**Exercise materials**
---------------

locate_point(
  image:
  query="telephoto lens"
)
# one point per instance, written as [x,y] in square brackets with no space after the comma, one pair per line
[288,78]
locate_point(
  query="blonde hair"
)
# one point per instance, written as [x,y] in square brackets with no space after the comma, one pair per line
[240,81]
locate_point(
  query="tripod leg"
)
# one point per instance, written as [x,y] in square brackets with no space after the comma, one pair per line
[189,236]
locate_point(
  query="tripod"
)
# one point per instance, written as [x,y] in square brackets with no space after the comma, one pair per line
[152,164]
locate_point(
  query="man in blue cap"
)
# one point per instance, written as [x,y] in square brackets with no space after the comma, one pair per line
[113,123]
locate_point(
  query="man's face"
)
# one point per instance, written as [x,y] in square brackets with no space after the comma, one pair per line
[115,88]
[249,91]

---------------

Retype the data in full and match it exactly.

locate_point(
  image:
  query="telephoto lens"
)
# one point per instance, written as [x,y] in square brackets with no space after the comma, one pair per line
[288,78]
locate_point(
  query="blonde hair"
)
# one point per instance, written as [x,y] in square brackets with no space after the comma, one pair per line
[240,81]
locate_point(
  query="tripod leg"
)
# one point per instance, written as [x,y] in square brackets with no space after the comma, one pair per line
[189,236]
locate_point(
  query="tripod"
)
# one point per instance, written as [x,y] in square brackets with no space after the comma, one pair per line
[152,164]
locate_point(
  query="man in blue cap"
)
# one point per instance, written as [x,y] in square brackets with no space after the comma, one pair per line
[113,123]
locate_point(
  query="man's face"
)
# one point per instance, written as [x,y] in square brackets with no space after the comma, one pair per line
[115,88]
[249,91]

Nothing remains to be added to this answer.